▸ **Dataset content**:
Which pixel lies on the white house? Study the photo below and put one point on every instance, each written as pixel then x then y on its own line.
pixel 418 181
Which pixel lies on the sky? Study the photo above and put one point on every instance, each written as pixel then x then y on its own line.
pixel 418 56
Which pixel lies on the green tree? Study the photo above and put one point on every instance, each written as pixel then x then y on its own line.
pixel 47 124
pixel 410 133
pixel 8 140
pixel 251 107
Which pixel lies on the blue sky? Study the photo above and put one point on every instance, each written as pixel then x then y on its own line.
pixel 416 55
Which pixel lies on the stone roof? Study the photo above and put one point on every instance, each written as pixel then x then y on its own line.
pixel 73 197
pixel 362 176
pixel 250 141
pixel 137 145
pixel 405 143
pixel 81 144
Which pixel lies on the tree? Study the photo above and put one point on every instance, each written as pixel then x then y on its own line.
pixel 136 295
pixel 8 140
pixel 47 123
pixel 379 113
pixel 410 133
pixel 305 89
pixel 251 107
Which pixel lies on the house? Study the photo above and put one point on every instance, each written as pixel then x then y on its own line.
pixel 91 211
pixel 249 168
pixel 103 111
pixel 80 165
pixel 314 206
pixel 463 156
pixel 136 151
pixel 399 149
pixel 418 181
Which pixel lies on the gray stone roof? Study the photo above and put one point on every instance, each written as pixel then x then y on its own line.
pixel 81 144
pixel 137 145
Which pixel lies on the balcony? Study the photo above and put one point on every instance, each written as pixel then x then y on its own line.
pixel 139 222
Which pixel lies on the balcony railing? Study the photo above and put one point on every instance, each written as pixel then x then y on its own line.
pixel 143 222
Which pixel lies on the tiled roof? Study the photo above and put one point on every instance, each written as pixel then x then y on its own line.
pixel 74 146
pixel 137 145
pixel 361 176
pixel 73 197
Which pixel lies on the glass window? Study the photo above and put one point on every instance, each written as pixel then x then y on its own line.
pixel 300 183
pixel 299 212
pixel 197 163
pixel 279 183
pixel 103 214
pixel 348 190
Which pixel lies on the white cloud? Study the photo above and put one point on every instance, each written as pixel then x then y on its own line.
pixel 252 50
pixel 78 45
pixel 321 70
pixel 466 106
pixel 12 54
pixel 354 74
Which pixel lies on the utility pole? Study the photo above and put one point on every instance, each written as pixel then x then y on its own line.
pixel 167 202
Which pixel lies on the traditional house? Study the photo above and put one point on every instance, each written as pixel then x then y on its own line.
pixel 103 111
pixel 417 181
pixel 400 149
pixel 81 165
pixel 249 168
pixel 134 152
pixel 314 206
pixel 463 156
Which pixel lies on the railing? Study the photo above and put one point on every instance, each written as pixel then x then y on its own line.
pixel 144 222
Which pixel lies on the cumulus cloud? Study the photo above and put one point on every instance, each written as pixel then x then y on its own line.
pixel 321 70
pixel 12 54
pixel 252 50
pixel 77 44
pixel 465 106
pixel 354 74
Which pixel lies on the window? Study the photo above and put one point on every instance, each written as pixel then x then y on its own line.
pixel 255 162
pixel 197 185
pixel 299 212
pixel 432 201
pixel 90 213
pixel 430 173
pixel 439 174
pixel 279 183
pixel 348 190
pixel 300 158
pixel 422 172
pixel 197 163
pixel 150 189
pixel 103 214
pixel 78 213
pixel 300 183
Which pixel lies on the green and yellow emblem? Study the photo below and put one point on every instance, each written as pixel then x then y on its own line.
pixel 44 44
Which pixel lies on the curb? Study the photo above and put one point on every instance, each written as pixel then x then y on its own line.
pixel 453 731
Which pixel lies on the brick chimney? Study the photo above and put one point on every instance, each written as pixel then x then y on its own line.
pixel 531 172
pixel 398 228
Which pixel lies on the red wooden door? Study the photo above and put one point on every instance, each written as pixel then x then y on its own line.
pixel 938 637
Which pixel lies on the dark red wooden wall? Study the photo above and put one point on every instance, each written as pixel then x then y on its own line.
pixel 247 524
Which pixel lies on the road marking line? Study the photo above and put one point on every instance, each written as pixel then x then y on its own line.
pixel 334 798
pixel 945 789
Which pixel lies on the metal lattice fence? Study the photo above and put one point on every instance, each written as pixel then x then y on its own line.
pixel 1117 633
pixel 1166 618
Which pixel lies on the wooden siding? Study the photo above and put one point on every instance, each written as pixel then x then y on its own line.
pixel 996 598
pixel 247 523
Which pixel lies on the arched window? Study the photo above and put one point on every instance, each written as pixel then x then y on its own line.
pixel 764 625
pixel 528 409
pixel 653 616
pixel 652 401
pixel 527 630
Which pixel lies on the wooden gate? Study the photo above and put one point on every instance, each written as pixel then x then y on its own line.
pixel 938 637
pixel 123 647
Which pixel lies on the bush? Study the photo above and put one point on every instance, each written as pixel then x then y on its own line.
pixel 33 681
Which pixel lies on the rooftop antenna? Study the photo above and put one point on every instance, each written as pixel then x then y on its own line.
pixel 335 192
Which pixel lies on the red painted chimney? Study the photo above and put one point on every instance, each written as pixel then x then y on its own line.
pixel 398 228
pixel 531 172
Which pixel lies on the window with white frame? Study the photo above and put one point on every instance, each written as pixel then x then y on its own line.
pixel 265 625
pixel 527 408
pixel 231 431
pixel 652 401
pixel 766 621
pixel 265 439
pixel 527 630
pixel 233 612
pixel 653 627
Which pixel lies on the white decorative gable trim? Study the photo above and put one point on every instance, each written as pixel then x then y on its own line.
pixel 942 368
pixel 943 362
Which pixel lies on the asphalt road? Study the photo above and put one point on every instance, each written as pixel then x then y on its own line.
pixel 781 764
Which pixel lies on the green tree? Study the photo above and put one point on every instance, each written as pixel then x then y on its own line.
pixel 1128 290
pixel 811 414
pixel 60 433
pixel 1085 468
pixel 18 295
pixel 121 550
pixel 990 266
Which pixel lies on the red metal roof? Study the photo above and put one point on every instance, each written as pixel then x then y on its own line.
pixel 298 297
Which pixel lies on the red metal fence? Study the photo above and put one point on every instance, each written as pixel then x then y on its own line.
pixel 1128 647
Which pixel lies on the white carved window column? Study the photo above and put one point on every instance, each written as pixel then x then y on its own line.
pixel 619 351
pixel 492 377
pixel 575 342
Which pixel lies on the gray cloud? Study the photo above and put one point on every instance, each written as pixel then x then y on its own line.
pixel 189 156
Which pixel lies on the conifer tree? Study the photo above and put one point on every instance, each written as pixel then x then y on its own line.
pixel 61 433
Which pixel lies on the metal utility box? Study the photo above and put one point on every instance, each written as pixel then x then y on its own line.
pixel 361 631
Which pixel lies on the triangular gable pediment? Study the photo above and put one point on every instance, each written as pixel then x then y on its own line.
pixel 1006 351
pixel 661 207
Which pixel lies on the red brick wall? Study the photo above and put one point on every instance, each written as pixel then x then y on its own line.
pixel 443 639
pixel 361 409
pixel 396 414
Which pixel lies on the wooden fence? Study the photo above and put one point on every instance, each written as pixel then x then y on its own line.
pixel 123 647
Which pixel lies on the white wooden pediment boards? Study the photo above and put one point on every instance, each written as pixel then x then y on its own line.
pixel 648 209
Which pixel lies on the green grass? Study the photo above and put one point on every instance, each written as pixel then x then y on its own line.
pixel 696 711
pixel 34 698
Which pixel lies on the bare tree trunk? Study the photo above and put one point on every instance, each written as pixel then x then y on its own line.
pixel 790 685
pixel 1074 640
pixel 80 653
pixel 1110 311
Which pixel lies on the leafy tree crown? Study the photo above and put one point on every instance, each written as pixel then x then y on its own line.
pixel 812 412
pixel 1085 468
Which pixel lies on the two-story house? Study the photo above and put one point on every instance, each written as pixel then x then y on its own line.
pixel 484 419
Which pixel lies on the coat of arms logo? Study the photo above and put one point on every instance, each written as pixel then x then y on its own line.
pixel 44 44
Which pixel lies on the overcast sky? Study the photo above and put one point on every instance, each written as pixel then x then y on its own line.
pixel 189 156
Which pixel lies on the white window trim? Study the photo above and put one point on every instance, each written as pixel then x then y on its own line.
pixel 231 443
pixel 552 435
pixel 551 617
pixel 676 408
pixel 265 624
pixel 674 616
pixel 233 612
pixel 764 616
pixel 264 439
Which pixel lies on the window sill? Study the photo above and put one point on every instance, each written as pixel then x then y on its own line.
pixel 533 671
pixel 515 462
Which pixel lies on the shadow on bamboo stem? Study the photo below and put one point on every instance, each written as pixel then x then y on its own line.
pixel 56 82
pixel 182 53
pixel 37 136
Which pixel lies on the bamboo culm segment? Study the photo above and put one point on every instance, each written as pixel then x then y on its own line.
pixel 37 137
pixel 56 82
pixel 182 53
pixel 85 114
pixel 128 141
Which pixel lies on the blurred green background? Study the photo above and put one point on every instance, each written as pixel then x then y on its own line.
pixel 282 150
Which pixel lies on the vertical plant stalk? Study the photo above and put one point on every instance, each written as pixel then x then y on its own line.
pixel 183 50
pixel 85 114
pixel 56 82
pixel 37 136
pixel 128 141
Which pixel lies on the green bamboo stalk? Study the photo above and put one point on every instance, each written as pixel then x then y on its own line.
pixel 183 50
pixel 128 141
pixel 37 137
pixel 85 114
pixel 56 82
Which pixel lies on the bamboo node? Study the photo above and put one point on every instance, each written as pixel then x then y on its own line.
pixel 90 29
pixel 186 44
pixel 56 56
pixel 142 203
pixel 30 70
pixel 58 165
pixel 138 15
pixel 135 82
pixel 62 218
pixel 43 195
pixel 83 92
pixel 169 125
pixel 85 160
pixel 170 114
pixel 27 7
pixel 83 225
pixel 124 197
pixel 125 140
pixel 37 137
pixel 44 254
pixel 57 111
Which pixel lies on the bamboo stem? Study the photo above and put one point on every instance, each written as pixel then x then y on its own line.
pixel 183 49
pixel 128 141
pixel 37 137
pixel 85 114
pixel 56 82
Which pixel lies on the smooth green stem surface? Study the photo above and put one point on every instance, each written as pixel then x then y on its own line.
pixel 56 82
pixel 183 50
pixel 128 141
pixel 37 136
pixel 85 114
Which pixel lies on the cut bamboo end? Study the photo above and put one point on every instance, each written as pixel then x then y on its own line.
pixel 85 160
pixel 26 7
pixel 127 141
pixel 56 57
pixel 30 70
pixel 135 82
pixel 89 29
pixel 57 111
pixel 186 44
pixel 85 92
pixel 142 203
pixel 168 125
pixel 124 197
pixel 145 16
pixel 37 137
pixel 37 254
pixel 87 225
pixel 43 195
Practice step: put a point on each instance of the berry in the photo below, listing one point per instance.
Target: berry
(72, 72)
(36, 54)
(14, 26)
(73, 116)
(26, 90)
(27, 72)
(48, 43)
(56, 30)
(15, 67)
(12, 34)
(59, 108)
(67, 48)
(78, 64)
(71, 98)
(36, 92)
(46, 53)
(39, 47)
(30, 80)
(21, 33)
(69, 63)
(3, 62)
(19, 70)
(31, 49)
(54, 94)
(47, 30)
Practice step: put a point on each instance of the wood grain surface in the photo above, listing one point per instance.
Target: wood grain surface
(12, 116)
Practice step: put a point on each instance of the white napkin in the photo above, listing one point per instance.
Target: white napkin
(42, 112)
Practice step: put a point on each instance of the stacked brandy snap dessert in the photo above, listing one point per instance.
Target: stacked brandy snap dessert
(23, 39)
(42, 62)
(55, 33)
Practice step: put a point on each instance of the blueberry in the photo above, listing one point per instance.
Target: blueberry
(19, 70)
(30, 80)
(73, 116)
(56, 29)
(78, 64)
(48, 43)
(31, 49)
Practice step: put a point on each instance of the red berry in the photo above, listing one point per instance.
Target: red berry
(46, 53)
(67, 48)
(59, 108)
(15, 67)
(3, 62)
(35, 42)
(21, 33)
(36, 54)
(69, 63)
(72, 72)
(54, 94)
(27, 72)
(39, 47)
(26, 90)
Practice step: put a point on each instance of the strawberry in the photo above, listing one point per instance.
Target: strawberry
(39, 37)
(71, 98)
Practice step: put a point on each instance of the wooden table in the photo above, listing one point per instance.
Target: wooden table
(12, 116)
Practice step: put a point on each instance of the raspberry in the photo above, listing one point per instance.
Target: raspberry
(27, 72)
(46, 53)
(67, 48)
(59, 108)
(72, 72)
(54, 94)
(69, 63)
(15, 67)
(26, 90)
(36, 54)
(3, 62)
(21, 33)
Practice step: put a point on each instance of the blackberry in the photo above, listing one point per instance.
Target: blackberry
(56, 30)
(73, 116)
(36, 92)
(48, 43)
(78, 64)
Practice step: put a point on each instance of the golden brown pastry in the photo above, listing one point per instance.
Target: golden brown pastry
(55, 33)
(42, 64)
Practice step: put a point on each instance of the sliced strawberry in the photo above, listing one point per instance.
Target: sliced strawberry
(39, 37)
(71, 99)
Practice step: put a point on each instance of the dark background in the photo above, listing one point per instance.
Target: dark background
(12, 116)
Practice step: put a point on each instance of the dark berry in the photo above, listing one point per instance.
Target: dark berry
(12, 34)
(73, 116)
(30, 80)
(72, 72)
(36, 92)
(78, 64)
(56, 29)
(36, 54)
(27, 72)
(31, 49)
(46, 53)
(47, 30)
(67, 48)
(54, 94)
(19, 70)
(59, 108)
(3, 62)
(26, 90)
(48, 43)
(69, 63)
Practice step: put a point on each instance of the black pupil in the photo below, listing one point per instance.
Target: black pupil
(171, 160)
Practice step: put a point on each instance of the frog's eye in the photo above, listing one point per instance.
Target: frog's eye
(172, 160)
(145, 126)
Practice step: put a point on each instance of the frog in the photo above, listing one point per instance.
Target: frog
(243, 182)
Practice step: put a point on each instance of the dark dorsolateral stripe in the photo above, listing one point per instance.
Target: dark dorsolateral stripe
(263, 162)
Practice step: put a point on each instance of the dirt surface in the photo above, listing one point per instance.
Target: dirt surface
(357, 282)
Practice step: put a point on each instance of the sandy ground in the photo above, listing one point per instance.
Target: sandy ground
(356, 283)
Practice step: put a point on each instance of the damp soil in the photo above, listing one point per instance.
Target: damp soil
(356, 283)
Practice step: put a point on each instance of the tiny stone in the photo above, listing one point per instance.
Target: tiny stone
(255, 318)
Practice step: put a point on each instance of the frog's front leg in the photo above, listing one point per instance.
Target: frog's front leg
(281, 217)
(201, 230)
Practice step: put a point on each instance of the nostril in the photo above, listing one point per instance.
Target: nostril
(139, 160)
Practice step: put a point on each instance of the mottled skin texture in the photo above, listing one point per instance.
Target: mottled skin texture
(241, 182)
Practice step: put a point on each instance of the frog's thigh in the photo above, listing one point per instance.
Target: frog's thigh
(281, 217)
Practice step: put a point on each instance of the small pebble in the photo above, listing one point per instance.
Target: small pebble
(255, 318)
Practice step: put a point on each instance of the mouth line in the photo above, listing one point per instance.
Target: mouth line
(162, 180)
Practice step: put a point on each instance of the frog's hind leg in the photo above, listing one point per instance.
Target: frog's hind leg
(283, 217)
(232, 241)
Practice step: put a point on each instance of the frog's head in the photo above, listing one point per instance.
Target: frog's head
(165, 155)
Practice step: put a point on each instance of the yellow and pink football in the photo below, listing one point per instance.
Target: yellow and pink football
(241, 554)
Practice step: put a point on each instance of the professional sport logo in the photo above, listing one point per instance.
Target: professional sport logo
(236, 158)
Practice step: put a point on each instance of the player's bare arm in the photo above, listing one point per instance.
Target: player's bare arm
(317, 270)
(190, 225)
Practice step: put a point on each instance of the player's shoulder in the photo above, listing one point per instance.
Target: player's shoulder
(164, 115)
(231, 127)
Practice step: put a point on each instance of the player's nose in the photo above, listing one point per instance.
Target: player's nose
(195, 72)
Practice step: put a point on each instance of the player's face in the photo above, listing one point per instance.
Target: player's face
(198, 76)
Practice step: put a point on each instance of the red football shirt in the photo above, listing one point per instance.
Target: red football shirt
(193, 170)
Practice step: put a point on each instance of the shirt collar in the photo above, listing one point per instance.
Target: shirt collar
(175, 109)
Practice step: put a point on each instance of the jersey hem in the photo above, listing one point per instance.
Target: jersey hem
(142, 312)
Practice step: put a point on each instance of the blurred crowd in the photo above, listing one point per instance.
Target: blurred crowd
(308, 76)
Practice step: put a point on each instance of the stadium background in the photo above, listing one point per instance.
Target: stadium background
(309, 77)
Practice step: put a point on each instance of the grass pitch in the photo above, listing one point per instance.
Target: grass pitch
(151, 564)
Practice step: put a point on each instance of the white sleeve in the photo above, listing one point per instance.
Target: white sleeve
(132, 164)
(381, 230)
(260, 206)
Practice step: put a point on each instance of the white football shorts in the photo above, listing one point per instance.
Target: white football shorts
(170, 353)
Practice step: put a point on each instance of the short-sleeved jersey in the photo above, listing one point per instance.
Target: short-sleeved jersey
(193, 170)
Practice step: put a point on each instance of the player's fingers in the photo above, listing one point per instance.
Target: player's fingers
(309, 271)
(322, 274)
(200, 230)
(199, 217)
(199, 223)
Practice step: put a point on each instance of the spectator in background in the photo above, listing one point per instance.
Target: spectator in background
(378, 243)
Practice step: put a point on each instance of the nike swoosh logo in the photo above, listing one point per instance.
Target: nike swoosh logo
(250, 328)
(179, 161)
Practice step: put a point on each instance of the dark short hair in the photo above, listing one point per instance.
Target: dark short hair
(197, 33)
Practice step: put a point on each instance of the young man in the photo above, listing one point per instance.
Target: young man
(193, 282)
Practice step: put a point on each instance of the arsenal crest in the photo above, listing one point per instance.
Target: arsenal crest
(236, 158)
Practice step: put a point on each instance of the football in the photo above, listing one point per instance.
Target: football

▸ **What is asked**: Rewrite the records from the line containing "Which pixel lies on the curb?" up to and including the line containing "pixel 945 789", changing "wooden" to "timber" and leaving everything else as it is.

▸ **Response below**:
Which pixel lies on the curb? Study the photo above and put one point on every instance, each written as pixel then x then y on its own line.
pixel 453 731
Which pixel lies on the brick chimney? Study the photo above and put one point on every instance, each written as pixel then x then y on its own line.
pixel 531 172
pixel 398 228
Which pixel lies on the red timber door? Study the photo above and put one point on every instance, each written as pixel then x then y on its own line.
pixel 938 637
Which pixel lies on the dark red timber wall? Study the photo above and put one point on every instance, each written as pixel then x then y on its own line.
pixel 247 524
Which pixel lies on the road marking line? Study the photo above and put one point on every instance, each written as pixel then x then y on its own line.
pixel 334 798
pixel 945 789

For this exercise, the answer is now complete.